Coll to Oban by kayak - Scottish Voyage
Kirstie Macmillan (@kmacventures)
Summer on the Scottish West Coast
Unprecedented warm and calm weather dominated the usually wet and wild Hebridean Islands of Scotland’s West Coast. A plan was hatched to undertake a mini expedition which encountered incredible wildlife, jaw-dropping geologic formations and some fascinating history – all crammed into 4 sunshine-filled days!
I met up with the “Daves” at the Oban ferry terminal at 0600 of day 1, ready to wheel our kayaks onto the MV Hebrides for the 0700 sailing to the Isle of Coll. The journey was punctuated with sightings of Minke whales and Harbour porpoises as the narrow lochs opened into the blue vistas of the Hebridean Sea. We could make out the silhouettes of distant islands including Skye, Rum, Eigg, Canna, Coll and Tiree as seabirds skimmed the surface of the glittering water around us.
Atlantic Puffins on the Treshnish Isles
Disembarking from the ferry at Arinagour on Coll, we repacked our boats and launched in the direction of the Treshnish Isles, a small archipelago of volcanic pinnacles some 12km distant.
We explored the chain of islands starting with Cairn na Burgh and finishing around Bac Mor also known as “The Dutchman’s Cap”. We set up camp on the largest island of Lunga, surrounded by the sight and sounds of the nesting seabirds upon the cliffs and a family of howling seals out on the reefs. It is an indescribably beautiful island, life in technicolour and the wild west coast of Scotland at its finest.

++++++++++

▶ [Problem description] Carry on the account of the kayak voyage from Coll to Oban, starting right after its final sentence about Lunga.

▶ [Material supplied]
++++++++++

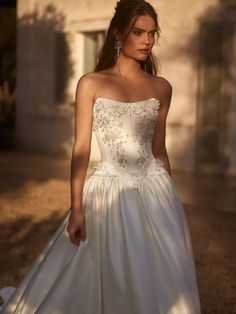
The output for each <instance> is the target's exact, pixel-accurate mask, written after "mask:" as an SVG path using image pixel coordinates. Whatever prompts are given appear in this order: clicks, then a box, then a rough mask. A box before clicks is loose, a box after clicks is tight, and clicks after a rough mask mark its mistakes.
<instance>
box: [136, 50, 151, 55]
mask: <svg viewBox="0 0 236 314" xmlns="http://www.w3.org/2000/svg"><path fill="white" fill-rule="evenodd" d="M138 51H139V52H141V53H145V54H148V53H149V49H138Z"/></svg>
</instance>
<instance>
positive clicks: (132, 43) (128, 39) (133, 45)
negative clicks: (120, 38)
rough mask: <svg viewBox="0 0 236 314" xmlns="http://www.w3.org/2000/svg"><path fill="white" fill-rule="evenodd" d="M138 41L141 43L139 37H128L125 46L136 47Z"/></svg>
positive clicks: (128, 48) (129, 49)
mask: <svg viewBox="0 0 236 314" xmlns="http://www.w3.org/2000/svg"><path fill="white" fill-rule="evenodd" d="M138 43H139V40H138V38H137V37H133V36H130V37H128V38H127V40H126V42H125V46H124V48H125V49H127V50H130V49H136V48H137V45H138Z"/></svg>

++++++++++

▶ [Response box]
Lunga on the Treshnish Isles
Day two began with a lazy morning watching the Puffins, Razorbills and Guillemots busy themselves with feeding on a glassy sea, whilst we enjoyed a hearty porridge breakfast. Our journey continued towards the outlying island of Staffa where we marvelled at the basalt architecture, forged by lava flows over 60 million years ago! A series of sea caves resembled cathedrals with their towering columns, culminating with the spectacular Fingal’s Cave. We then headed south towards Fionnphort and the Sound of Iona, with a gentle assist from the tide and a close encounter with a small pod of Harbour Porpoises. Journeying through the Sound of Iona, the jagged volcanic rocks gave way to smooth, pink granite outcrops with white sandy beaches gleaming in the sunshine. As the day drew to a close, we opted for a camp spot in a secluded bay called Treag Ghael (White Beach) with a fairytale woodland backdrop. After some dinner and some whisky around a driftwood fire, we wandered off to sleep with the distant sound of owls and cuckoos.
Basalt cliffs of Staffa
We could barely bring ourselves to leave this little paradise on day three but the persistent nibbles of the midge reminded us that this was indeed Scotland and not the Caribbean! Launching from the bright white sand and gliding through turquoise waters, we had a long day ahead including a 16km crossing from Mull to the Garvellachs. Throughout the morning we were treated to glimpses of a feeding Minke Whale with vistas of Jura and Islay in the distance. The open crossing of the Firth of Lorn allowed some time to conversate and meditate, occasionally caught out by the passing of a huge barrel jellyfish under our hulls! Arriving at Eileach an Naoimh (rocky place of the saint), we found a pebbly harbour to land and begin our exploration of this historically poignant island. A monastery was built by Saint Brendan the Navigator here nearly 1500 years ago, remarkable considering the harshness of the islands’ terrain and exposure to the westerly gales. In contrast, we enjoyed our 3rd glowing sunset over a serene sea, ready to complete our voyage with an early start the next day.
Paradise of Traigh Gheal
Packing our kayaks for the final day provided some comedy value, “how is there still no space” or “I’ve just found some more space behind the skeg”! Indeed, my Zegul Arrow Play MV can certainly hold all of my expedition gear and I think I’m yet to discover its true potential! Leaving the Garvellachs behind, we headed north towards the Cuan Sound and the Isle of Seil, famous for its slate quarries, fast flowing tides and the “Atlantic Bridge”. We enjoyed a lunchtime nap in the glorious sunshine, waiting for the tide to turn in our favoured direction back towards Oban via the Sound of Kerrera. Surfing downwind with a light following swell, we eased our way towards our final egress, completing our unforgettable 140km voyage. I love kayaking in Scotland, it always surprises you, and I can’t wait to visit again!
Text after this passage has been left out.